Saved entries:
----

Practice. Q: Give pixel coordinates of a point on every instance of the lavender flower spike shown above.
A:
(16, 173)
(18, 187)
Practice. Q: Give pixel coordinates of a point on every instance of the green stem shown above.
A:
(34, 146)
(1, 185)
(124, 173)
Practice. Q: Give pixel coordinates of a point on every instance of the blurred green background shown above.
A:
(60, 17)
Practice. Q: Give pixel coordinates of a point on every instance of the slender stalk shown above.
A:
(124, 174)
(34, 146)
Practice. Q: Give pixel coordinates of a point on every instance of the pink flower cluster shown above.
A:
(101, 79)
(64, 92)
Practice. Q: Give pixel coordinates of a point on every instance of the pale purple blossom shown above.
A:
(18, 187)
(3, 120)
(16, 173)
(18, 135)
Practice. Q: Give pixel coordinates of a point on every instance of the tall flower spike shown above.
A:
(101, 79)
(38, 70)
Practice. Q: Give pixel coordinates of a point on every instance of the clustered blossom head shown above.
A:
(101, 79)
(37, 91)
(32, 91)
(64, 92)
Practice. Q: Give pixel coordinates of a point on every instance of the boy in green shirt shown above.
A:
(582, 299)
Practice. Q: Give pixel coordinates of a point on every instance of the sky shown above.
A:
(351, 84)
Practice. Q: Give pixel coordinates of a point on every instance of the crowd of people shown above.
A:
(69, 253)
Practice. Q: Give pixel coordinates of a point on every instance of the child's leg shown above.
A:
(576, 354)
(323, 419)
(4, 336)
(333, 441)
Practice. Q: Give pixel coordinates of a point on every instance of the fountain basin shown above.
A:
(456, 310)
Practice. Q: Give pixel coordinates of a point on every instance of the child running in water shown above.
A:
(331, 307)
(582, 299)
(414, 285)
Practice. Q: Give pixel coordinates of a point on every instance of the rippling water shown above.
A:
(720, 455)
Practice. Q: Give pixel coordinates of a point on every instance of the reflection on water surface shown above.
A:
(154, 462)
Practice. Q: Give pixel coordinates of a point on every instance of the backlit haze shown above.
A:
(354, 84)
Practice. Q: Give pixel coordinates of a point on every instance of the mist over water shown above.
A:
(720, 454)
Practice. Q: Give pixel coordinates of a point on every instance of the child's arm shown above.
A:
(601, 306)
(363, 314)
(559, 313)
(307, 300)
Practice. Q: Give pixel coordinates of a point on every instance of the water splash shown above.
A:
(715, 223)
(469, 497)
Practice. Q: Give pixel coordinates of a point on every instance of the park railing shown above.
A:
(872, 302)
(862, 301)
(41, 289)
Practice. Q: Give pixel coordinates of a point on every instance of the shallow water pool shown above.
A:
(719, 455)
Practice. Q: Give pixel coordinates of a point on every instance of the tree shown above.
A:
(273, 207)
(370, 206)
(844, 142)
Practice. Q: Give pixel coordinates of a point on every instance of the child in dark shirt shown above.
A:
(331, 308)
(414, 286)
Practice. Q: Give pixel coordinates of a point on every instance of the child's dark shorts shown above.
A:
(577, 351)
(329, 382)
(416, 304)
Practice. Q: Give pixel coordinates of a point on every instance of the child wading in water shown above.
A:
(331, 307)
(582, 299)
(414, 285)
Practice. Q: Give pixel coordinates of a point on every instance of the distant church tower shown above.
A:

----

*Work order*
Print exactly the lines above, starting at the line that contains "dark shirt shown above." and ending with the last line of the records, both included.

*Response to this exercise*
Practice. Q: Give pixel coordinates of a point on every instance of the child in dark shirt shown above.
A:
(331, 308)
(414, 286)
Practice. Q: Give pixel coordinates of a point on every instance of the child's dark shorts shown above.
A:
(577, 351)
(329, 382)
(416, 304)
Practice. Q: Give pixel coordinates of a point on every instance of the child wading in water shown above.
A:
(331, 307)
(582, 299)
(414, 285)
Practice. Q: Give pixel coordinates of a point on every instance of the distant church tower shown above.
A:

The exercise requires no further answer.